* _Prompt_
Extract every line of the records below that contains the string "hand", copying each such line in full.

* _Exercise materials_
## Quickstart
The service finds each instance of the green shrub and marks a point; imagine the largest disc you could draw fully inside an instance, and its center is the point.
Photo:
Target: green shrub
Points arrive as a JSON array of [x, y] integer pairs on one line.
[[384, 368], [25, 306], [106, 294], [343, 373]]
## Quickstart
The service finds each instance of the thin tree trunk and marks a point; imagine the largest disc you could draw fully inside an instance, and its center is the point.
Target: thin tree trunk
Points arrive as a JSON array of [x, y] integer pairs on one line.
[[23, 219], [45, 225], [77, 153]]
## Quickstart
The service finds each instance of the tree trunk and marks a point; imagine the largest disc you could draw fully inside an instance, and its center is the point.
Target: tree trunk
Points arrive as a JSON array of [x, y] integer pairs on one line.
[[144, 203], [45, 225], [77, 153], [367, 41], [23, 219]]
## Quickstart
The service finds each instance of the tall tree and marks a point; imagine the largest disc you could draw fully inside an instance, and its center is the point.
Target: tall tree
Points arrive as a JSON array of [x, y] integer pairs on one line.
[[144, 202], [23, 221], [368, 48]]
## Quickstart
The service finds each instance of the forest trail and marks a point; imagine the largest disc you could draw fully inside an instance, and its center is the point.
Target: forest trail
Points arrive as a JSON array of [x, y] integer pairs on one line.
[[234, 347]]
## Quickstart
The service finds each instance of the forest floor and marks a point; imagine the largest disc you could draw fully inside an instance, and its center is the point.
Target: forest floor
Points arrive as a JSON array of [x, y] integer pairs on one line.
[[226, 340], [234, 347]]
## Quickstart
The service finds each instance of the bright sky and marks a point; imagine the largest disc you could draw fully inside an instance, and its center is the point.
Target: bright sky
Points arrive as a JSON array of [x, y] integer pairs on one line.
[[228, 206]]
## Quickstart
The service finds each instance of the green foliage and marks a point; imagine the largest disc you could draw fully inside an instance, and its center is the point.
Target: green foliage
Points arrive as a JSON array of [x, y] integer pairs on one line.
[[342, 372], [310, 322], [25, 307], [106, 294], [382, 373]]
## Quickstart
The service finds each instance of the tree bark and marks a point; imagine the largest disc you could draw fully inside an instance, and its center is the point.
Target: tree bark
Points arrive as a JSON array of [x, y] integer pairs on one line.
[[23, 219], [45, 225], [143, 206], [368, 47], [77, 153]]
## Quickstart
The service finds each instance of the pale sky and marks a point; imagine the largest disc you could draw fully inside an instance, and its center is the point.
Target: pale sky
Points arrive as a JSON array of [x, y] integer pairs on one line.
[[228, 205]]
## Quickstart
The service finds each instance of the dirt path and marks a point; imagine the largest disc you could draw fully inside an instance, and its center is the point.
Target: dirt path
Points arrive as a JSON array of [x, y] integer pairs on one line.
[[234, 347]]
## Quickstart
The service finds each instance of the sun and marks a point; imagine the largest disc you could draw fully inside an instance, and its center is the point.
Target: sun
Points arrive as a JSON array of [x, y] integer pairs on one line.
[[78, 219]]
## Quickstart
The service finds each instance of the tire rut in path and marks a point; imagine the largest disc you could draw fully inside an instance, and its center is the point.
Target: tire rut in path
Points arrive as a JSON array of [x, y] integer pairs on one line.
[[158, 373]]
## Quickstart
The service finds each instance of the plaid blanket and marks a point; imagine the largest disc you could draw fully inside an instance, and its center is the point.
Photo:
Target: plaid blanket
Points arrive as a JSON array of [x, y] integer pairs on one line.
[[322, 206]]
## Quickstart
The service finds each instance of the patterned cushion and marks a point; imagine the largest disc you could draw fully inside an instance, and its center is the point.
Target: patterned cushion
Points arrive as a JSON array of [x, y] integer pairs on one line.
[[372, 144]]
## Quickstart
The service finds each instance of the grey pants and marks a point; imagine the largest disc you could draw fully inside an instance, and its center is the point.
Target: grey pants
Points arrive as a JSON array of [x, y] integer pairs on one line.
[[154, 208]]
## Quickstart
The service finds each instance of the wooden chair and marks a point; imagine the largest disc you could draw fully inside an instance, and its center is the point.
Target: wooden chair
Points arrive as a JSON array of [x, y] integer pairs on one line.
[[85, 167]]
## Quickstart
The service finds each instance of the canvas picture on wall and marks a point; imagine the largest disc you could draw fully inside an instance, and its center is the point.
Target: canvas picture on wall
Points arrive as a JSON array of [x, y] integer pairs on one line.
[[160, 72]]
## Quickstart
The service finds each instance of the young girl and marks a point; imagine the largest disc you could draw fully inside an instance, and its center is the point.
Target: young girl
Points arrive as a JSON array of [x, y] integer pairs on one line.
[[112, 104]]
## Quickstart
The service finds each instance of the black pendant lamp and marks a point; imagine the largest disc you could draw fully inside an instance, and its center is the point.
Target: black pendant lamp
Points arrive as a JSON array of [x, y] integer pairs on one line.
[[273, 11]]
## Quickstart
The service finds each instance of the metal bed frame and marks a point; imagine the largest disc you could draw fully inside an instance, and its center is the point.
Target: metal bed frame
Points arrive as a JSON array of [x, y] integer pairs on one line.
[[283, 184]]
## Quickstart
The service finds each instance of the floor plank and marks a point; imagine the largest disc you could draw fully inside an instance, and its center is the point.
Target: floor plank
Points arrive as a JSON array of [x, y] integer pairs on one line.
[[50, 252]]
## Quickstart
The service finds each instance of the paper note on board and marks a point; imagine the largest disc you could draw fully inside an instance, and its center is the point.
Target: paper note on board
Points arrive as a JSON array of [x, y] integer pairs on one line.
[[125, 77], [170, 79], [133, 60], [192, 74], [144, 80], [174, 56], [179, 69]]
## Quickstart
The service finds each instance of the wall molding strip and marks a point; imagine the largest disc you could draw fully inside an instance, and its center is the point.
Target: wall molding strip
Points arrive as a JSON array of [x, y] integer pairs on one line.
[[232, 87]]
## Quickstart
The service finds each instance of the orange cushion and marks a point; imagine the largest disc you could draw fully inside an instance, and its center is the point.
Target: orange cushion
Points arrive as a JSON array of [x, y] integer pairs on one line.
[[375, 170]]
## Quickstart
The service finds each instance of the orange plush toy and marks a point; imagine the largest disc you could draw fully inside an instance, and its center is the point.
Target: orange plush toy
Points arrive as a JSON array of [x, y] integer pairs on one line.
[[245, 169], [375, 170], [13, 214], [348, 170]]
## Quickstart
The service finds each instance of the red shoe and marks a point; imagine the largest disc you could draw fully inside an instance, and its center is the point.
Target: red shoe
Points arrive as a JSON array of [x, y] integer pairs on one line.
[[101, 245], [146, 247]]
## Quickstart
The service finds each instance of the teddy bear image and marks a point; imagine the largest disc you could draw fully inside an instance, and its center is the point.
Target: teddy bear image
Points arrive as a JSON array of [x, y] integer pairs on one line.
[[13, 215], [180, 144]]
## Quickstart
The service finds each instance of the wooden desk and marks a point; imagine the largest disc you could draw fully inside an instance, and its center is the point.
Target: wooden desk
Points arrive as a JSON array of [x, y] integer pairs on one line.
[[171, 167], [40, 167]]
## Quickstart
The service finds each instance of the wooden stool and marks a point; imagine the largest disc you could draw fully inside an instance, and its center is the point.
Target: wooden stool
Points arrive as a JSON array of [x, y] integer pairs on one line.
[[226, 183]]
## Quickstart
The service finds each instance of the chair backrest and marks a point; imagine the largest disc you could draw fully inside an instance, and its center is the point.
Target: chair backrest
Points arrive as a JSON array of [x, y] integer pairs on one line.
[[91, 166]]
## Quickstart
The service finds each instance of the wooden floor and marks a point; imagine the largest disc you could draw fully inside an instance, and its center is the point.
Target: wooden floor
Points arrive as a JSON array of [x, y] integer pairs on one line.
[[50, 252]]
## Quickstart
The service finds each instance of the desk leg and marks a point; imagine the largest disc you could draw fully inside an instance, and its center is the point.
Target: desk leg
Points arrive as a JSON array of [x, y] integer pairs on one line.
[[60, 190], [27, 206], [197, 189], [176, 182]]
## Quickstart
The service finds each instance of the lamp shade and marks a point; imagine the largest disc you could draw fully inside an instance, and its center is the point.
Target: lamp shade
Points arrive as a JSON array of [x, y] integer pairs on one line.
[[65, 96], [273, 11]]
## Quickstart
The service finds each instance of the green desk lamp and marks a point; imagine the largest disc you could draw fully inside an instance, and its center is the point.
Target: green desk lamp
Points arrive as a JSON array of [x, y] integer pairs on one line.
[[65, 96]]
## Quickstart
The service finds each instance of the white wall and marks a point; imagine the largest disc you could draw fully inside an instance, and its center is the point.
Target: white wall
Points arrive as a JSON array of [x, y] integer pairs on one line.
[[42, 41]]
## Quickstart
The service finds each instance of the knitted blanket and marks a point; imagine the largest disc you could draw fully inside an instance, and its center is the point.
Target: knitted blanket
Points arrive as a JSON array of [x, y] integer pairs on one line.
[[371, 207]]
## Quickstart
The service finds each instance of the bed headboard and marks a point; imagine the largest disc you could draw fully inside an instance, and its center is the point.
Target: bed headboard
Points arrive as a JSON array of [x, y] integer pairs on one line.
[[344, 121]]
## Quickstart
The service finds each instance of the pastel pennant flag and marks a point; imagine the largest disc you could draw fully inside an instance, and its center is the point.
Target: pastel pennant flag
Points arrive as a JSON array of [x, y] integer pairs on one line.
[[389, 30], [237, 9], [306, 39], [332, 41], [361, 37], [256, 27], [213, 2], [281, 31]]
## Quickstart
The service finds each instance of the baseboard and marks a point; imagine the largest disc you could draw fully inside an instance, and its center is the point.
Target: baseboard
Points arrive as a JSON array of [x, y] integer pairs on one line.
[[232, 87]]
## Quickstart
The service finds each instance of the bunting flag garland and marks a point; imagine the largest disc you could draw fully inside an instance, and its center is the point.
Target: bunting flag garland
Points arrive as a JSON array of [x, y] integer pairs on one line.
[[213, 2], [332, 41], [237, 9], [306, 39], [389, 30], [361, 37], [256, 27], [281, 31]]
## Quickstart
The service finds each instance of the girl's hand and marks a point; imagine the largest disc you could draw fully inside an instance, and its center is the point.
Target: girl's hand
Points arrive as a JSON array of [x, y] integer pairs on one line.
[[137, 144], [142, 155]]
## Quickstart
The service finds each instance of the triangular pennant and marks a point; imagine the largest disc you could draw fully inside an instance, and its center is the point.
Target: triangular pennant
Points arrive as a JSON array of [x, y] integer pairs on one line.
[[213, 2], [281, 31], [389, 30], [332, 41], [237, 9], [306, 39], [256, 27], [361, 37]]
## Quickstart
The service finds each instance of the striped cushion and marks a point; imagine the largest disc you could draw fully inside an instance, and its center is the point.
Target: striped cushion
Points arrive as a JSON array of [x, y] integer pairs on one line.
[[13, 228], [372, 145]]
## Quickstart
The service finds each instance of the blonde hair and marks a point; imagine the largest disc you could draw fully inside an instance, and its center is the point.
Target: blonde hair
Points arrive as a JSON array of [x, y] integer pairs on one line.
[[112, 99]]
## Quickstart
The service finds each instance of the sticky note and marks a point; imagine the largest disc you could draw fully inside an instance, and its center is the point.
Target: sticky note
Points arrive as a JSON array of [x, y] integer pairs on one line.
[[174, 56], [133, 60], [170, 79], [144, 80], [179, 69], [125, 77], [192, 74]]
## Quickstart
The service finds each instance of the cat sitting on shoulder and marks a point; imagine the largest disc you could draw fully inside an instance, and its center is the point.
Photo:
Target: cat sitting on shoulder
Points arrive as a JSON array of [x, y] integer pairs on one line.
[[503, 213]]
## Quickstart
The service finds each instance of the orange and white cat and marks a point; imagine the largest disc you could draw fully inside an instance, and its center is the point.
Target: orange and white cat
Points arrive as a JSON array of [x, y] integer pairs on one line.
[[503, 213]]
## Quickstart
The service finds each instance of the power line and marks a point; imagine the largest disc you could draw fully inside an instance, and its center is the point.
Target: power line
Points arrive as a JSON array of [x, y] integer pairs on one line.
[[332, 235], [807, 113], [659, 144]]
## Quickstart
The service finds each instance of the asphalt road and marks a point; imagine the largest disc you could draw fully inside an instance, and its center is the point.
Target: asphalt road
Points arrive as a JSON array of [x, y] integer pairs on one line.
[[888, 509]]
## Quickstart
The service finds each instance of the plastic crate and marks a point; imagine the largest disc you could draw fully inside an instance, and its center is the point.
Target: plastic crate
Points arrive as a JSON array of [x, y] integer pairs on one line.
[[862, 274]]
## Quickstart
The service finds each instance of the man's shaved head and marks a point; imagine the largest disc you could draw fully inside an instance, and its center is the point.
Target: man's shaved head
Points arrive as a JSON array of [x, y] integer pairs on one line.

* _Exercise answer_
The service finds each instance of the girl's hand and marks a point; imagine the largest disc you could draw fully inside an instance, and its center is the point.
Target: girl's hand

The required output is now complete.